**Objective:** Pick out every line in the material below that contains the word "tree", and copy each of those lines in full.

● ● ●

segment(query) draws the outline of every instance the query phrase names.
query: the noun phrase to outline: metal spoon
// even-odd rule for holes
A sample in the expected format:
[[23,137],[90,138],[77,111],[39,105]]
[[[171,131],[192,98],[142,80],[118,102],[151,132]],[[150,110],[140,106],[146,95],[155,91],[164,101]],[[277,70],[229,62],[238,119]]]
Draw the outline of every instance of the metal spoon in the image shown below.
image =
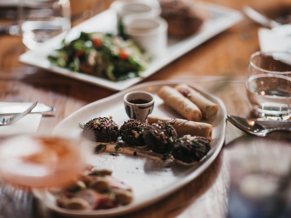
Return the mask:
[[266,136],[274,132],[291,132],[290,121],[257,121],[230,115],[226,119],[241,130],[257,136]]

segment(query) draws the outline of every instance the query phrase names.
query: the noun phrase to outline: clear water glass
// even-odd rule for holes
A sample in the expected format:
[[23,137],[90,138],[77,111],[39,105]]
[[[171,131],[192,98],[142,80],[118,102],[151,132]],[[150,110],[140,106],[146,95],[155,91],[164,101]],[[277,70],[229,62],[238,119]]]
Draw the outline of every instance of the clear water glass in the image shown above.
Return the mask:
[[69,0],[22,0],[19,8],[22,42],[30,49],[71,28]]
[[291,54],[258,51],[250,57],[245,87],[257,115],[276,120],[291,117]]

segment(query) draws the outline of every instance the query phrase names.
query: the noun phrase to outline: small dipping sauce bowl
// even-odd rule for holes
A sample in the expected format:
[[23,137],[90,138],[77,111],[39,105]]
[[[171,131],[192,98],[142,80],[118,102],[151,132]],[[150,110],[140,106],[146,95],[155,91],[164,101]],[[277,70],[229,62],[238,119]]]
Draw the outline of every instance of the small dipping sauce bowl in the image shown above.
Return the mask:
[[133,91],[125,94],[123,101],[129,117],[144,122],[153,111],[155,99],[147,92]]

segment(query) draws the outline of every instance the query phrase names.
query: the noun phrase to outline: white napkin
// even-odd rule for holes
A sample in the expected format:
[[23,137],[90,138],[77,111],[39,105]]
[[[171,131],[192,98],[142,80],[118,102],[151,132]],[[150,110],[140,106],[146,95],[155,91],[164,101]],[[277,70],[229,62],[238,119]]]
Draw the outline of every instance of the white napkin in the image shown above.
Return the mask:
[[260,28],[258,33],[261,51],[291,52],[291,34],[283,34],[277,28]]
[[42,117],[40,113],[29,113],[14,123],[0,125],[0,136],[35,132],[38,129]]

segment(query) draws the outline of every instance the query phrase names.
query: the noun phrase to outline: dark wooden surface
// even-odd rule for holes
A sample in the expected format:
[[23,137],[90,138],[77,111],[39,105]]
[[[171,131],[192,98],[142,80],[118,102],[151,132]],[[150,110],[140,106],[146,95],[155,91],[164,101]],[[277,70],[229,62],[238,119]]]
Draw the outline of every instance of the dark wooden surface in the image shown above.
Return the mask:
[[[109,2],[106,4],[109,5]],[[291,8],[290,0],[208,0],[238,10],[251,5],[275,17]],[[176,80],[199,85],[220,97],[228,114],[251,115],[243,78],[250,55],[259,49],[259,26],[247,18],[169,64],[145,81]],[[114,92],[46,72],[17,62],[25,51],[17,36],[0,36],[0,101],[33,101],[55,107],[45,115],[38,132],[50,133],[77,109]],[[225,78],[227,78],[227,80]],[[225,217],[229,187],[229,161],[236,147],[248,141],[289,145],[290,134],[275,134],[262,139],[247,136],[227,123],[224,148],[200,176],[153,205],[120,218]],[[29,190],[0,183],[0,218],[58,218],[35,202]]]

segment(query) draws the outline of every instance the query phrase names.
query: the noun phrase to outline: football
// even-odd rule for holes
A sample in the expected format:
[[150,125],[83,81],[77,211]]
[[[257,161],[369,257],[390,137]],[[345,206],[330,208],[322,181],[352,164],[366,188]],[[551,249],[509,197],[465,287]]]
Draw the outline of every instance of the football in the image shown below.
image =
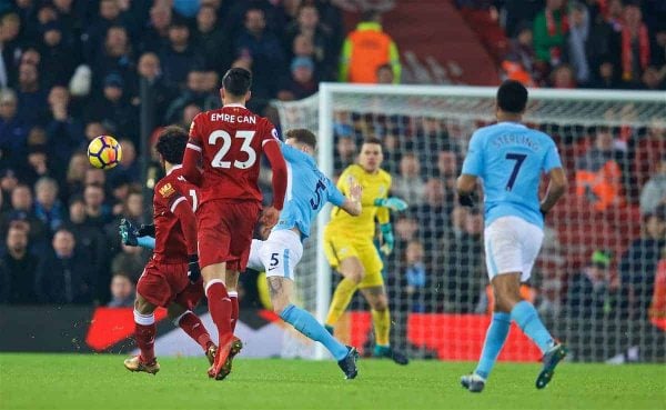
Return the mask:
[[95,137],[88,144],[88,161],[94,168],[111,169],[118,166],[121,159],[122,149],[113,137]]

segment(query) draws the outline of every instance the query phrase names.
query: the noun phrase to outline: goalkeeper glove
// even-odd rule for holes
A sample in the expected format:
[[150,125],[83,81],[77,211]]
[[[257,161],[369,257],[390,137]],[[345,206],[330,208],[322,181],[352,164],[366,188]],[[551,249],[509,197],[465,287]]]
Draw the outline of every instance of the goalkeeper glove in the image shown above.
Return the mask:
[[123,218],[120,220],[118,232],[120,233],[122,244],[127,244],[128,247],[135,247],[139,244],[137,240],[137,237],[139,237],[137,227],[134,227],[132,222],[128,221],[127,219]]
[[375,207],[389,208],[392,211],[404,211],[407,209],[407,202],[396,197],[377,198],[374,201]]
[[395,244],[395,239],[393,238],[393,228],[391,227],[391,222],[382,223],[380,226],[380,229],[382,230],[382,242],[383,242],[382,246],[380,247],[380,250],[385,256],[390,256],[391,252],[393,252],[393,246]]
[[188,279],[190,282],[196,283],[201,278],[201,269],[199,269],[199,256],[196,253],[188,256]]
[[470,192],[466,194],[458,193],[458,203],[463,207],[474,208],[476,203],[476,196],[474,192]]
[[154,238],[155,237],[155,226],[154,223],[151,224],[141,224],[141,227],[139,227],[139,229],[137,230],[137,236],[138,237],[151,237]]

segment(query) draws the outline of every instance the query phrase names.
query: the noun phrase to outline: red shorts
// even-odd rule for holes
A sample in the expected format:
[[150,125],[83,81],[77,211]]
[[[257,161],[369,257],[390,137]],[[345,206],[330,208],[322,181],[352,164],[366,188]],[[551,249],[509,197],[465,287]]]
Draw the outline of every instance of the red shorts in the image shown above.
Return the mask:
[[196,210],[199,266],[226,262],[228,270],[244,271],[260,212],[255,201],[202,203]]
[[137,293],[154,306],[169,307],[176,302],[192,309],[203,298],[203,281],[191,283],[188,263],[161,263],[151,259],[137,283]]

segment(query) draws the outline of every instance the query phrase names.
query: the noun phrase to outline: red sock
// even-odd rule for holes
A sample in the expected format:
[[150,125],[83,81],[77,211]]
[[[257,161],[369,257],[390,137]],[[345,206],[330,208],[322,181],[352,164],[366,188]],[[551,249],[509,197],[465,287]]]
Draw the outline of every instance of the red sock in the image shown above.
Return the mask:
[[209,299],[209,311],[211,318],[218,327],[220,347],[229,342],[232,337],[231,330],[231,298],[226,293],[226,288],[221,280],[212,280],[205,289],[205,296]]
[[229,292],[231,299],[231,331],[235,331],[235,326],[239,322],[239,292]]
[[155,360],[155,318],[152,313],[142,314],[134,311],[134,340],[141,350],[139,360],[143,363],[150,363]]
[[201,319],[191,311],[184,312],[178,321],[180,327],[190,338],[201,346],[205,352],[209,344],[212,343],[211,336],[201,322]]

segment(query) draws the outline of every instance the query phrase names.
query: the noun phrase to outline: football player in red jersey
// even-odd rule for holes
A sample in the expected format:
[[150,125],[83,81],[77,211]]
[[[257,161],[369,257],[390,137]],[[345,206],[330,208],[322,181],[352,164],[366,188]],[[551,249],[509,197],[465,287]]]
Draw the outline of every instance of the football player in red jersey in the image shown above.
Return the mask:
[[[157,373],[154,356],[157,307],[164,307],[174,323],[182,328],[206,352],[212,362],[216,347],[201,320],[191,311],[203,298],[203,282],[196,257],[194,209],[198,189],[182,176],[180,164],[188,133],[180,127],[168,127],[160,134],[157,151],[167,176],[158,182],[153,196],[154,251],[137,284],[134,301],[134,339],[141,354],[127,359],[131,371]],[[124,222],[121,236],[127,244],[137,244],[134,228]],[[129,243],[133,242],[133,243]]]
[[287,183],[278,131],[268,119],[245,108],[251,86],[248,70],[233,68],[224,74],[223,107],[194,117],[183,160],[185,178],[201,187],[199,253],[209,310],[220,336],[215,362],[209,369],[209,377],[216,380],[229,374],[231,360],[242,347],[233,336],[239,314],[233,296],[261,212],[258,179],[262,152],[273,169],[273,204],[262,217],[268,227],[278,222]]

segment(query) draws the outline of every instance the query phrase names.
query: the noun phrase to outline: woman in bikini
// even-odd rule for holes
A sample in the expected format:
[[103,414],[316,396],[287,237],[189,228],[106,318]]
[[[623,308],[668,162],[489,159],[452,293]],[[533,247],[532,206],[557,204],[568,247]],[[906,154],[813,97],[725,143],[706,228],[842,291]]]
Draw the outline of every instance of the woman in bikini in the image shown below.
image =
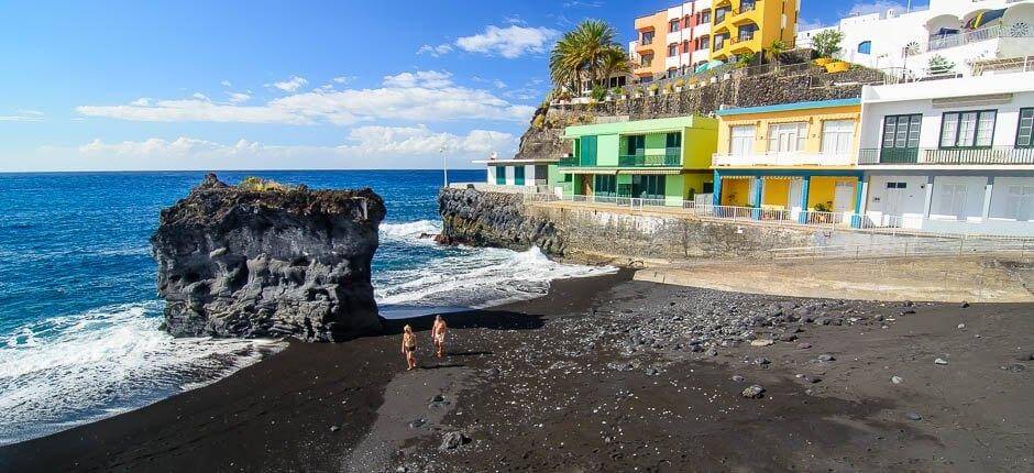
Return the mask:
[[417,367],[417,336],[413,334],[413,327],[403,327],[403,354],[406,355],[406,364],[409,366],[406,371]]

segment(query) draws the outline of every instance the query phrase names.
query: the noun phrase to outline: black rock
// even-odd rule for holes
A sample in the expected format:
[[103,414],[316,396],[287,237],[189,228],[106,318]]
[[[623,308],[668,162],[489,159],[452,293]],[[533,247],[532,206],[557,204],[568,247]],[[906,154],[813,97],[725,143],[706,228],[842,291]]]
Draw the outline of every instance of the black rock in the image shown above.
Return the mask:
[[210,174],[151,237],[175,337],[339,341],[381,329],[370,283],[384,201],[371,189],[228,186]]
[[438,447],[438,450],[442,452],[455,450],[466,443],[470,443],[470,441],[471,439],[463,432],[449,432],[442,436],[441,446]]
[[740,395],[748,399],[760,399],[765,397],[765,388],[759,384],[752,384],[747,386]]

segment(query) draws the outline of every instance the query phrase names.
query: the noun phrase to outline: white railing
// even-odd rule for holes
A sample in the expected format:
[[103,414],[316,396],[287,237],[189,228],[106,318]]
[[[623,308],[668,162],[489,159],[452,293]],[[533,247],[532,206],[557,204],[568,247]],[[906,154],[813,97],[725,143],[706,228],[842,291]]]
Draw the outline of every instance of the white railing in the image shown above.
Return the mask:
[[526,186],[526,185],[499,185],[499,184],[487,184],[487,183],[449,183],[450,189],[474,189],[481,190],[484,193],[501,193],[501,194],[536,194],[538,189],[536,186]]
[[[681,199],[645,199],[637,197],[607,196],[557,196],[556,194],[526,194],[525,202],[575,202],[598,207],[613,207],[630,211],[657,211],[674,213],[697,219],[719,219],[749,224],[814,228],[828,231],[853,231],[890,235],[923,235],[957,238],[1014,239],[982,233],[981,222],[959,222],[966,224],[961,231],[932,232],[922,230],[922,221],[902,216],[882,213],[860,215],[855,212],[825,212],[802,209],[755,208],[735,206],[700,205]],[[1031,239],[1034,241],[1034,239]]]
[[855,164],[851,153],[767,152],[750,154],[719,154],[712,157],[719,166],[850,166]]
[[965,256],[970,254],[1009,253],[1021,258],[1034,256],[1034,239],[915,238],[899,243],[847,244],[826,246],[781,248],[769,251],[773,260],[870,258],[889,256]]

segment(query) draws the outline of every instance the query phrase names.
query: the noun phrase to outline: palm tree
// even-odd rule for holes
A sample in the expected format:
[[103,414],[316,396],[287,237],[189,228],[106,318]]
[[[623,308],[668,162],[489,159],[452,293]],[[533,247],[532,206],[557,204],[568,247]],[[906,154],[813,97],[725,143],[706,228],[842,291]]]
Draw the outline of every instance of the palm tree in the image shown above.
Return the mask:
[[[585,20],[573,31],[564,33],[553,46],[549,58],[550,76],[558,87],[569,86],[582,92],[582,80],[600,81],[604,58],[620,51],[613,26],[598,20]],[[624,54],[624,52],[622,52]],[[614,69],[620,72],[620,69]]]
[[609,80],[610,76],[618,73],[631,73],[631,64],[628,62],[628,55],[625,54],[625,50],[610,47],[604,52],[600,61],[600,80]]

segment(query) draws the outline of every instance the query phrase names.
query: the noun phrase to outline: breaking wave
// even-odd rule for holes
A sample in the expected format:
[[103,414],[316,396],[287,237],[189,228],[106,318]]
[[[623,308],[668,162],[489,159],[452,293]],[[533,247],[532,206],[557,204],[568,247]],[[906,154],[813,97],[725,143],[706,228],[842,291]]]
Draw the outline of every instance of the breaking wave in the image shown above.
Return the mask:
[[283,346],[176,339],[158,301],[26,323],[0,336],[0,444],[64,430],[199,387]]

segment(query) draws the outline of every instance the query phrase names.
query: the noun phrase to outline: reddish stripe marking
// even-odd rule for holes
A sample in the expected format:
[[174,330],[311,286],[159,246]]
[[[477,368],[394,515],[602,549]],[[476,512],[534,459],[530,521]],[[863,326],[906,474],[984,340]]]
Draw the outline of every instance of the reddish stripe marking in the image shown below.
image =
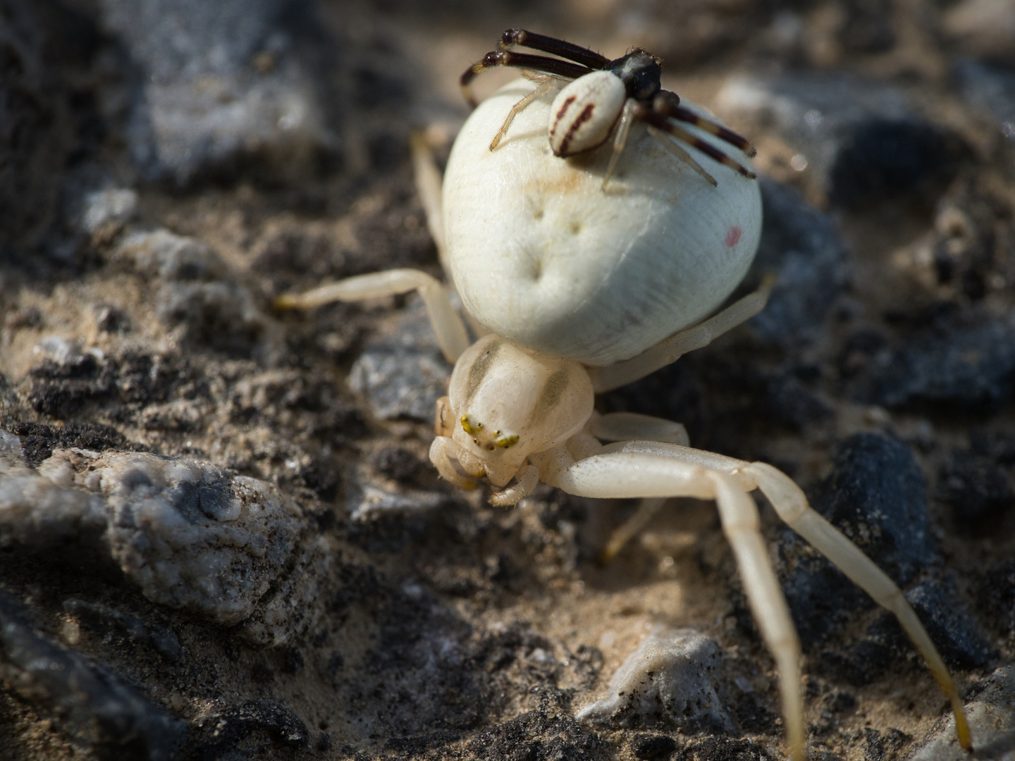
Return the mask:
[[550,130],[550,137],[553,137],[553,134],[557,131],[557,125],[560,124],[560,120],[564,118],[564,114],[567,113],[567,109],[570,108],[570,105],[574,102],[574,98],[577,97],[578,95],[571,95],[570,97],[565,98],[560,105],[560,111],[557,112],[557,118],[553,120],[553,129]]
[[588,106],[585,107],[585,109],[582,110],[582,113],[578,115],[578,119],[576,119],[571,123],[570,128],[567,130],[567,134],[564,135],[564,139],[560,141],[561,154],[567,153],[567,146],[568,144],[570,144],[571,139],[574,137],[574,133],[579,131],[579,128],[581,128],[583,124],[592,119],[592,113],[595,110],[596,110],[595,103],[589,103]]

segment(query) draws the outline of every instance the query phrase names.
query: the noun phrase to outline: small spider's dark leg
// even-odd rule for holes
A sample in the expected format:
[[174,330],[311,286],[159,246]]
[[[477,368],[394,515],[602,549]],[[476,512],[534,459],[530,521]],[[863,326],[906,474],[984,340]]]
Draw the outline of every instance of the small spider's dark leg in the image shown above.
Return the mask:
[[465,70],[459,84],[462,85],[462,92],[465,99],[472,108],[476,108],[476,98],[472,96],[469,84],[487,69],[494,66],[515,66],[522,69],[532,69],[534,71],[544,71],[547,74],[563,77],[564,79],[578,79],[581,76],[592,73],[592,69],[587,66],[580,66],[570,61],[561,61],[559,58],[547,58],[546,56],[530,56],[527,53],[512,53],[505,50],[494,50],[487,53],[479,61]]
[[[673,95],[673,97],[667,97],[666,95]],[[653,99],[652,110],[657,114],[662,114],[672,119],[676,119],[679,122],[693,124],[695,127],[704,130],[709,135],[715,135],[720,140],[725,140],[730,145],[735,145],[748,156],[753,156],[757,153],[757,150],[750,144],[747,138],[738,135],[733,130],[727,129],[722,125],[709,122],[707,119],[702,119],[690,109],[678,106],[680,98],[676,97],[676,93],[666,92],[664,94],[661,92]]]
[[746,178],[750,178],[751,180],[753,180],[754,178],[757,177],[757,175],[755,175],[753,171],[734,161],[732,158],[730,158],[728,155],[726,155],[723,151],[721,151],[712,143],[706,143],[701,138],[692,135],[684,128],[673,124],[673,122],[671,122],[667,117],[663,116],[662,114],[657,114],[655,111],[652,111],[648,107],[642,106],[639,109],[637,109],[634,116],[636,116],[638,119],[642,120],[647,124],[651,125],[652,127],[655,127],[657,130],[663,130],[664,132],[669,132],[678,140],[683,140],[692,148],[697,148],[699,151],[704,153],[709,158],[714,158],[720,163],[726,164],[731,169],[736,169]]
[[712,175],[705,171],[704,168],[701,166],[701,164],[699,164],[697,161],[694,160],[694,156],[692,156],[690,153],[681,148],[676,143],[676,141],[671,139],[669,133],[663,134],[662,132],[657,130],[655,127],[652,127],[651,125],[648,127],[648,130],[649,134],[652,135],[654,138],[658,139],[660,144],[664,148],[666,148],[668,151],[670,151],[670,153],[675,155],[684,163],[689,164],[690,167],[694,169],[694,171],[696,171],[702,178],[707,180],[709,185],[712,185],[714,188],[719,185],[719,183],[716,182],[716,178],[714,178]]
[[539,86],[511,107],[511,111],[507,112],[507,118],[504,120],[504,123],[500,125],[500,129],[497,130],[497,134],[493,136],[493,141],[490,143],[490,150],[494,150],[500,144],[503,136],[507,133],[507,128],[511,127],[511,123],[515,121],[515,117],[529,108],[529,105],[533,100],[536,100],[549,92],[553,87],[553,83],[557,81],[556,77],[549,74],[536,74],[532,76],[527,75],[526,79],[536,82]]
[[630,132],[631,122],[634,121],[634,111],[637,108],[637,101],[632,98],[627,98],[624,101],[624,109],[620,112],[620,121],[617,123],[617,134],[613,137],[613,153],[610,155],[610,163],[606,167],[606,174],[603,176],[603,187],[602,190],[606,192],[606,184],[610,182],[610,178],[613,176],[613,168],[617,165],[617,161],[620,159],[620,154],[624,151],[624,146],[627,144],[627,133]]
[[610,59],[606,56],[602,56],[588,48],[568,43],[565,40],[557,40],[555,37],[537,34],[535,31],[528,31],[526,29],[507,29],[500,36],[500,50],[507,50],[513,45],[521,45],[542,53],[560,56],[561,58],[566,58],[568,61],[588,66],[590,69],[602,69],[610,63]]

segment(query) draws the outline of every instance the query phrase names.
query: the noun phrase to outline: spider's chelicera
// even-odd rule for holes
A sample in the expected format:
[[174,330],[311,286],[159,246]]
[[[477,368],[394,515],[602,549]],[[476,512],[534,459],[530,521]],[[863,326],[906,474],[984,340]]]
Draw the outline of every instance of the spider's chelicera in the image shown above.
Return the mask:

● ● ●

**Completed exercise:**
query: the noun phrase to outline: palm tree
Draw the outline of every instance of the palm tree in the image shown above.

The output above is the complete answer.